→ **Provided passage**
[Start of Attachment]
Match of the day

The machinist versus the sample. 10:15 kick-off. The style is the newest iteration of the car coat. To guide him, the machinist has to hand only the pattern — annotated in the customarily laissez-faire manner of its author — and a toile, which is a rough mock-up, a proof of concept, with almost all the right body parts, but only half the pockets, and no lining.

So far, so standard.

At 10:42, the machinist complains that the top and under collars don’t quite tie up.

At 11:05, he patiently explains how the lining doesn’t fit into the body.

And so on and on, with apprehensive progress being made along the way, until around 14:03, when the machinist he throws up his arms — exasperation, frustration, likely thinking how he likely could’ve made three other jackets in the same amount of time — but then only to dutifully proceed to finish the sample, for about another hour, which to the eyes of any observer would be deemed a really rather beautifully made piece of outerwear, with exactly the right split-sleeve, wide fly-front, semi-bellows pockets masking in-seam warmer pockets, and Ulster collar as set out in the original design.

Of course, the machinist is very good indeed, and has more than the requisite expertise and knowledge to overcome the obstacles presented by the pattern (some of which are symptoms of the coat wilfully departing from standard coat procedure in several fundamental ways; others because it was developed with a soft and pliable woollen cloth in mind rather than the utterly unforgiving cardboard-like cotton — or cotton-like cardboard — on the machine this morning). No hard feelings: the same thing happened with the first stabs at the trench, duffle, peacoat, balmacaan, and work jacket, after all.
[End of Attachment]
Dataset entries
[Start of Attachment]
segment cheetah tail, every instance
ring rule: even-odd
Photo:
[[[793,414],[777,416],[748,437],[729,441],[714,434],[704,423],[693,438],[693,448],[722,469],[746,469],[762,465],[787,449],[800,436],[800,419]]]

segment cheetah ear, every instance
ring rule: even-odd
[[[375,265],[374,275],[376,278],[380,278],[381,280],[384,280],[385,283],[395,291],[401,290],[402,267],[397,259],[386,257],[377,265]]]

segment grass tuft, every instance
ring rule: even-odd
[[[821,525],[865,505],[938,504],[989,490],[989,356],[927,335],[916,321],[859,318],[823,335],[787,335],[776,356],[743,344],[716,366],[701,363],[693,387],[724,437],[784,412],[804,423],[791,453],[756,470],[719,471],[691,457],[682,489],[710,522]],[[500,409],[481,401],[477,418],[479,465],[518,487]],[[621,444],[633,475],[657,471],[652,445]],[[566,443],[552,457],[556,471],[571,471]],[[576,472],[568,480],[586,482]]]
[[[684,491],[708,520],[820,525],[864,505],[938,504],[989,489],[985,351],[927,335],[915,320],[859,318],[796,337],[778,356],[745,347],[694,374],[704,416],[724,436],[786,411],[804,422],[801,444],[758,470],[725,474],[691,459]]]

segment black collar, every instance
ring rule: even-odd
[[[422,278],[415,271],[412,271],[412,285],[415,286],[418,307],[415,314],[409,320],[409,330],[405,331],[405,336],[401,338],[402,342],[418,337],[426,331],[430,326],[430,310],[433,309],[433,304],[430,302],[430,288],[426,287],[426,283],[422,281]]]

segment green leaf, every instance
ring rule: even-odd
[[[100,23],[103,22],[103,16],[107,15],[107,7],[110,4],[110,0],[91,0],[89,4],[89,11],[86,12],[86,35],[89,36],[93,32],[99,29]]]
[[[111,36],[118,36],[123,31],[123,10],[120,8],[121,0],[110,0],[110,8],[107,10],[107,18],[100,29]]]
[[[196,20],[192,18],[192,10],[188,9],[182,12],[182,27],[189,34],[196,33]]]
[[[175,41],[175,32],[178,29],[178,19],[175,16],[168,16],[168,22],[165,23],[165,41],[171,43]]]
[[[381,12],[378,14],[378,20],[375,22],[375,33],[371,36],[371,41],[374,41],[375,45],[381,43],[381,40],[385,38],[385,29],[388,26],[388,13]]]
[End of Attachment]
→ **Your tasks**
1. Decide whether each statement agrees with the text about the coat sample, answering yes or no and quoting the words that settle it. (a) The toile includes all of the coat's pockets. (b) At 11:05 the machinist points out that the lining does not fit into the body. (c) The coat was developed with a stiff cotton in mind.
2. Answer these questions from the text about the coat sample.
(a) At what time is kick-off?
(b) At what time does the machinist complain about the top and under collars?
(c) Which type of collar does the original design call for?
3. Continue the text about the coat sample from its last sentence.
These dataset entries are drawn from a different source than the text.

→ **Numbered answers**
1.
(a) No: "but only half the pockets, and no lining."
(b) Yes: "At 11:05, he patiently explains how the lining doesn’t fit into the body."
(c) No: "it was developed with a soft and pliable woollen cloth in mind rather than the utterly unforgiving cardboard-like cotton"

2.
(a) 10:15.
(b) 10:42.
(c) An Ulster collar.

3.
But changes must of course be made: a good pattern for production must be watertight, unambiguous, and with some efforts made at literal annotation. It might not be an easy thing to make, but it must be a smooth thing to make: no fussy hand-finishing, no doing what the machine doesn’t want to do. There’s no luxury for deliberation or personal interpretation — not for how A slots into B, not for how C is stitched, and not for how the buttonholes on the fly (let’s call them D, E, and F) are spaced. For the factory, the coat is an assemblage of parts, which are themselves an assemblage of parts, which in an inductive sort of manner just happen to come together in a way that fully resembles a good coat.

Time for a second look at that pattern, maybe.